▶ **Exercise description**
Copy out the items below, swapping "farthest from its outline" for "farthest from its edge" each time it appears and keeping every other word the same.

▶ **Material provided**
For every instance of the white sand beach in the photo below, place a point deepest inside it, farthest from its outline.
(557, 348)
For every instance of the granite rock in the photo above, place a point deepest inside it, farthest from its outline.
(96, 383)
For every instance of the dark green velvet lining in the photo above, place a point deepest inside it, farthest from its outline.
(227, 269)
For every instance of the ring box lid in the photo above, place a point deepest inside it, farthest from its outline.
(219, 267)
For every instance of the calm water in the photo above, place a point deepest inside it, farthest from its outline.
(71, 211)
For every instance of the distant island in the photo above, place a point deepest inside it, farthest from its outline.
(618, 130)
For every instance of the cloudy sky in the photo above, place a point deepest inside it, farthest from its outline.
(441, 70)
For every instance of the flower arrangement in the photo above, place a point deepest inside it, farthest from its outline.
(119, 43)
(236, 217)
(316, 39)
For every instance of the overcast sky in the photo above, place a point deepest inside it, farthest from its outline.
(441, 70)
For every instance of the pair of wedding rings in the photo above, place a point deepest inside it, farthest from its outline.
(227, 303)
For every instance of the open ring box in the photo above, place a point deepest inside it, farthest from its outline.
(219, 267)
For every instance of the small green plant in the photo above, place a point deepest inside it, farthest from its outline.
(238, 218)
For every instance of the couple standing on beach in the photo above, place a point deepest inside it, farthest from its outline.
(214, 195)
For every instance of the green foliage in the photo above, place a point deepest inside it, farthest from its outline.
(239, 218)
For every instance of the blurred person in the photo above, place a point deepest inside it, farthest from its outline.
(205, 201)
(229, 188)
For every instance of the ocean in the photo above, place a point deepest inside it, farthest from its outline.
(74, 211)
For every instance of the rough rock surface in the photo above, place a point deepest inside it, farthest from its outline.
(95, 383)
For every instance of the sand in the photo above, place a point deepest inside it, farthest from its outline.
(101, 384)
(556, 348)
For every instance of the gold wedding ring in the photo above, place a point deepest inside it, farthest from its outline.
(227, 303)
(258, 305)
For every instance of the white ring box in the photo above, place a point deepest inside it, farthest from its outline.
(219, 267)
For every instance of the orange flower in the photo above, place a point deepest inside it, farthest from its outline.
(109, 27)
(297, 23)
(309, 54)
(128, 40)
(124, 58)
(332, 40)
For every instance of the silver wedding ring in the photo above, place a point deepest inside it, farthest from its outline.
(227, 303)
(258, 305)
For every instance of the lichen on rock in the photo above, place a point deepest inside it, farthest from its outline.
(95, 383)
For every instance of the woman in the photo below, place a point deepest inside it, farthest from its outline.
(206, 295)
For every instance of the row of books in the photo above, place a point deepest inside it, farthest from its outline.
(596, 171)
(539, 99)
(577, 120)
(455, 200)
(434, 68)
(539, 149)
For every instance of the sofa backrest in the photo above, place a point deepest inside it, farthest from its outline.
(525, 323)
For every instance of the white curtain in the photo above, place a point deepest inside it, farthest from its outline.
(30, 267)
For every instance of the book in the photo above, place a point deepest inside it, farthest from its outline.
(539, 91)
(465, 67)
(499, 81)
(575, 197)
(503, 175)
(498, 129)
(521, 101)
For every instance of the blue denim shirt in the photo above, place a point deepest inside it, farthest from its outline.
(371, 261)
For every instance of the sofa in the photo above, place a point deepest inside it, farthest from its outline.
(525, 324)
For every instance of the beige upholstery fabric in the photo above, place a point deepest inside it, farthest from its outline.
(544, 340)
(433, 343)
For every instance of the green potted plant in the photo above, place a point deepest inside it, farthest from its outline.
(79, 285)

▶ **Solution for this problem**
For every instance of the white sand beach in the photo below, place a point deepest inside it, farthest from its edge.
(557, 348)
For every instance of the granite rock in the photo above, place a point deepest inside it, farthest from its edge.
(96, 383)
For every instance of the dark green velvet lining in the photo above, place a point deepest inside it, farthest from its edge.
(227, 269)
For every instance of the ring box lid in the photo above, place a point deepest inside it, farthest from its edge.
(219, 267)
For every instance of the calm water in the photo above, place a point deepest inside it, farthest from its edge.
(71, 211)
For every instance of the distant island in the photo above, place a point deepest inside it, farthest from its edge.
(618, 130)
For every instance of the cloudy sky in the photo above, place a point deepest inside it, farthest from its edge.
(441, 70)
For every instance of the flower arrangement in the photo above, place a point deepest inside it, farthest from its edge.
(119, 43)
(236, 217)
(316, 39)
For every instance of the overcast sky in the photo above, place a point deepest inside it, farthest from its edge.
(441, 70)
For every instance of the pair of wedding rings in the photo above, place a point deepest inside it, farthest from its edge.
(227, 303)
For every instance of the open ring box in the photo above, place a point deepest inside it, farthest from its edge.
(219, 267)
For every instance of the small green plant in the photo above, place a point deepest inside it, farthest from its edge.
(238, 218)
For every instance of the couple standing on beach in the photo above, place a point deepest inside it, farthest from its edge.
(214, 195)
For every instance of the green foliage in the photo above, place a point deepest inside it, farthest from its edge.
(239, 218)
For every instance of the blurred person in the photo above, place a point deepest inside it, farthest from its edge.
(205, 201)
(229, 188)
For every instance of the ocean in the photo above, place a point deepest inside it, farthest from its edge.
(74, 211)
For every instance of the rough rock surface in the photo above, place a point deepest inside it, farthest from its edge.
(95, 383)
For every instance of the sand in the photo above, place a point deepest inside it, farthest from its edge.
(101, 384)
(556, 348)
For every instance of the gold wedding ring in the photo above, place a point deepest inside it, farthest from its edge.
(227, 303)
(258, 305)
For every instance of the white ring box in the photo above, place a point deepest inside it, farthest from its edge.
(219, 267)
For every instance of the orange flower in the photo above, place a point deepest inside it, farthest from its edge.
(109, 27)
(297, 23)
(309, 54)
(128, 40)
(124, 58)
(332, 40)
For every instance of the silver wedding ring in the photo above, place a point deepest inside it, farthest from its edge.
(227, 303)
(258, 305)
For every instance of the lichen on rock in the photo above, place a point deepest inside it, farthest from its edge.
(95, 383)
For every instance of the woman in the photo below, place a point deepest inside it, farthest from its edge.
(206, 295)
For every instance of the row of books in the photo above, place a point deepest inside it, farthest from its edge.
(596, 171)
(539, 99)
(577, 120)
(455, 200)
(434, 68)
(539, 149)
For every instance of the sofa backrest in the photo above, place a point deepest inside it, farthest from its edge.
(525, 323)
For every instance of the white curtain in the photo above, place a point deepest inside it, farthest from its edge.
(30, 267)
For every instance of the book in the photo above, place a point deepest inside it, farthest from its edge.
(539, 91)
(465, 67)
(499, 81)
(575, 197)
(503, 175)
(498, 129)
(521, 101)
For every instance of the blue denim shirt in the photo above, place a point deepest inside it, farthest from its edge.
(371, 261)
For every instance of the sofa in the photo above, place a point deepest inside it, farthest from its edge.
(525, 324)
For every instance of the beige upholstery fabric in the photo above, place a point deepest inside it, farthest from its edge.
(544, 340)
(433, 343)
For every instance of the green potted plant in the photo above, place a point deepest inside it, farthest from its edge.
(79, 285)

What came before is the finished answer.